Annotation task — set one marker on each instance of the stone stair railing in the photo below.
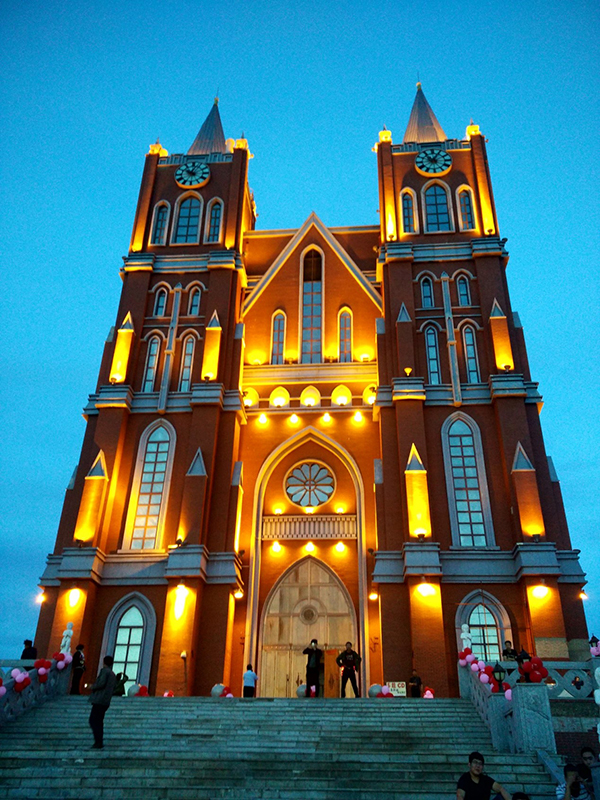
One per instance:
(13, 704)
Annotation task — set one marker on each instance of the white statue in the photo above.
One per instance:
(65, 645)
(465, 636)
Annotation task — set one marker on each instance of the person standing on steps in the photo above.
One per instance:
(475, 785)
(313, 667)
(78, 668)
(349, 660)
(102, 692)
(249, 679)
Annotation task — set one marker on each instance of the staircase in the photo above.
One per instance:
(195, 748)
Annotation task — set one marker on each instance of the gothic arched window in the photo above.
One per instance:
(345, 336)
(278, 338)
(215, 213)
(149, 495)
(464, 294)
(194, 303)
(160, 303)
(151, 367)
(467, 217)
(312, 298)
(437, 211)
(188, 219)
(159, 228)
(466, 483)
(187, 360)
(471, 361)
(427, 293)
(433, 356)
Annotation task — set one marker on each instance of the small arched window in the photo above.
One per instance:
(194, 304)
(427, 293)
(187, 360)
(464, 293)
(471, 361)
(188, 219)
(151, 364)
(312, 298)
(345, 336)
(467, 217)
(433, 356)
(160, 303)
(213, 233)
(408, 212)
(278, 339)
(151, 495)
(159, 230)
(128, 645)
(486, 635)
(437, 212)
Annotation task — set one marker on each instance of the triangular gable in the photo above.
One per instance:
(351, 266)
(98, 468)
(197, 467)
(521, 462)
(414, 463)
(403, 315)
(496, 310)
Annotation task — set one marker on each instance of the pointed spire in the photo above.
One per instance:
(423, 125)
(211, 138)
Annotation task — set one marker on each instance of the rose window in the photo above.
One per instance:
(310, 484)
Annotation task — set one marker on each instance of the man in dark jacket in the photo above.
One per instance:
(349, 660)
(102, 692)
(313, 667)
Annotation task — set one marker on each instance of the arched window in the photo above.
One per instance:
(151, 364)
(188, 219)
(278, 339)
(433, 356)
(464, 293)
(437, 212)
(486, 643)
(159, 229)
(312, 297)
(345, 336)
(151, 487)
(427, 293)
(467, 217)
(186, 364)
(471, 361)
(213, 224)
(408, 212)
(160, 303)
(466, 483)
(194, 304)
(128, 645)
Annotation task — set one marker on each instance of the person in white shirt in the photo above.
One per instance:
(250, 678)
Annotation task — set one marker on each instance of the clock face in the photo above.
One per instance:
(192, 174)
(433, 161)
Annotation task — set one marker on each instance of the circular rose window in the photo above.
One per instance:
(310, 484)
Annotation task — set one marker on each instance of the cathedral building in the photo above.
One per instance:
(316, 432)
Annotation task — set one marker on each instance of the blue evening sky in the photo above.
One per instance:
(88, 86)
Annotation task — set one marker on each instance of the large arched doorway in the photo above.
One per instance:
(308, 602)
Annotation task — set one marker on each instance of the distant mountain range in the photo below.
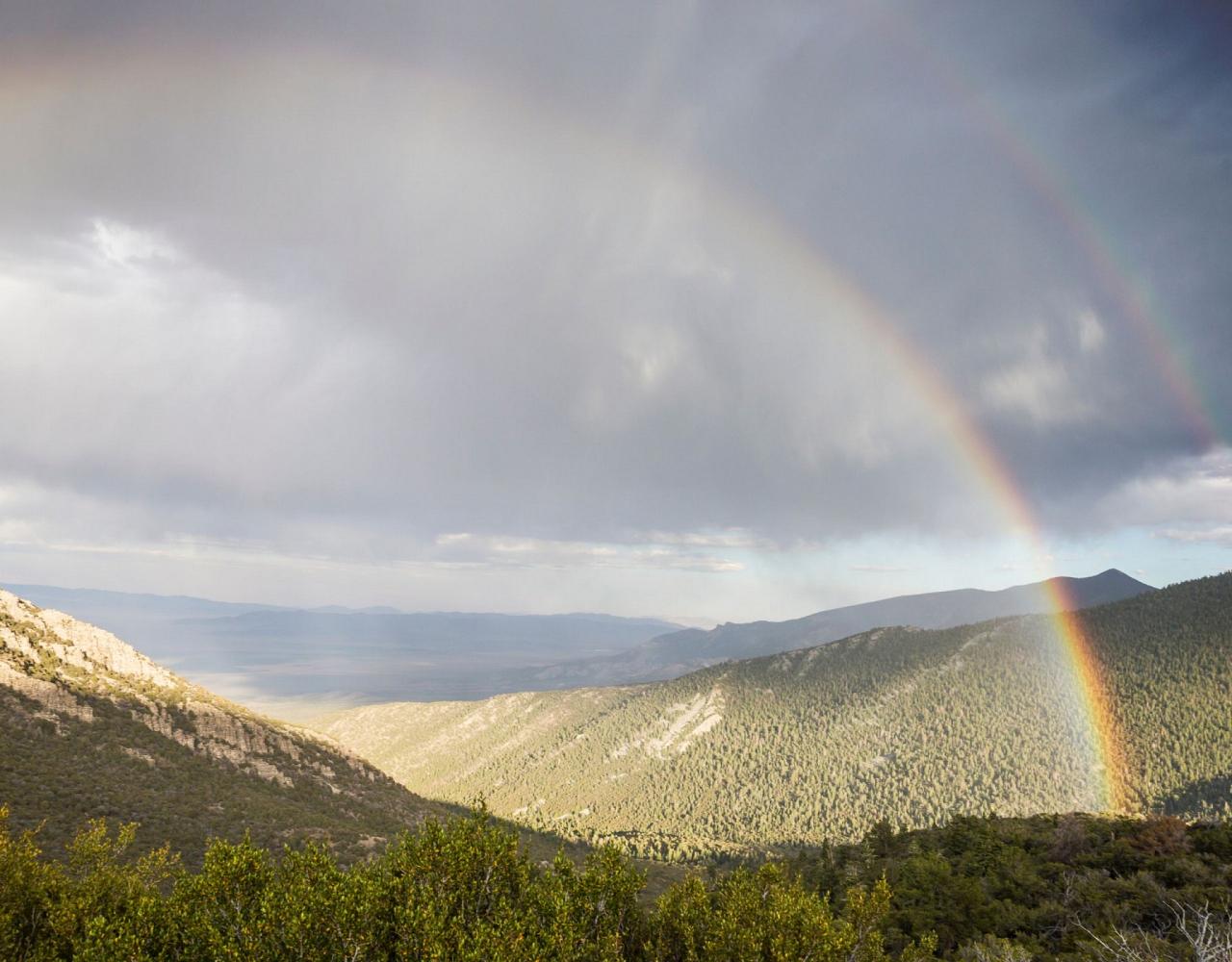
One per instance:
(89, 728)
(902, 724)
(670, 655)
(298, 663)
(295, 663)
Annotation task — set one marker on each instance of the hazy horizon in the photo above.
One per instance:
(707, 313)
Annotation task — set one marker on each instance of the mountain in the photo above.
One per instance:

▬▬▬▬▬▬

* **Exercise**:
Every line of the data should be copied as it stands, without the images.

* **Expected output**:
Annotation task — set one marker on each instance of the stone stair railing in the photo below.
One per instance:
(13, 704)
Annotation task — set one marker on each instance of the white statue in the photo above.
One per instance:
(65, 645)
(465, 636)
Annotation task — set one marker on each instance of the person standing on steps in the photo above.
One per instance:
(475, 785)
(313, 667)
(78, 668)
(349, 660)
(102, 692)
(249, 679)
Annotation task — set one marker on each instance of the staircase in the photo above.
One per instance:
(195, 748)
Annotation task — set one marker on each instance of the gothic arched window in the photo above.
One per instance:
(345, 336)
(278, 338)
(215, 213)
(149, 495)
(464, 294)
(194, 303)
(160, 303)
(151, 367)
(467, 217)
(312, 298)
(437, 211)
(188, 219)
(159, 228)
(466, 483)
(187, 360)
(471, 361)
(427, 293)
(433, 356)
Annotation task — set one marker on each instance of the small arched window in the photo above.
One per instance:
(194, 304)
(427, 293)
(187, 360)
(464, 293)
(471, 361)
(188, 219)
(151, 364)
(312, 298)
(345, 336)
(467, 217)
(433, 356)
(160, 303)
(213, 233)
(408, 212)
(278, 339)
(151, 495)
(159, 230)
(128, 645)
(486, 635)
(437, 212)
Annotation task — set one marker on each instance of the triangular gable in the photo above.
One per instance:
(351, 266)
(98, 468)
(197, 467)
(521, 462)
(414, 463)
(403, 315)
(496, 310)
Annotation task — set one marker on each instance of the pointed spire in the photo above.
One per instance:
(423, 125)
(211, 138)
Annotation task — set one marker on each instance of the rose window in the photo above.
One per instance:
(310, 484)
Annotation task — set one marker on each instance of the man in dark jacket in the photo above.
One per instance:
(349, 660)
(102, 692)
(313, 667)
Annotation task — set one marker on each instance of the arched window in the photo above.
One per instance:
(151, 364)
(188, 219)
(278, 339)
(433, 356)
(464, 293)
(437, 212)
(486, 643)
(159, 229)
(312, 297)
(345, 336)
(151, 487)
(427, 293)
(467, 217)
(186, 364)
(471, 361)
(213, 224)
(408, 212)
(160, 303)
(466, 483)
(194, 304)
(128, 645)
Annotation task — set one marker on each instance of the person in white shirt in the photo above.
One per instance:
(250, 678)
Annotation task — set one marker on each instance of the clock face in the photo above.
One per instance:
(192, 174)
(433, 161)
Annotation task — set one marker on each instance of the circular rose window in the photo above.
One per instance:
(310, 484)
Annotation task — set one marker on each instance of the cathedral building in the photo above.
One per instance:
(316, 432)
Annotation task — set one marker on each instance of the blue evening sky in the photo above.
One per instance:
(88, 86)
Annotation task — set one marker on each instance of the large arched doorway in the photo above.
One per instance:
(308, 602)
Annotation task — set one marker on each instance of the distant mountain range in the photo below.
One per instance:
(89, 728)
(902, 724)
(670, 655)
(298, 663)
(295, 663)
Annotation task — set one marker on each instance of the hazy horizon in the photo above.
One per instance:
(707, 313)
Annotation task — set one marker on each instance of the mountain in the photo above.
One per instance:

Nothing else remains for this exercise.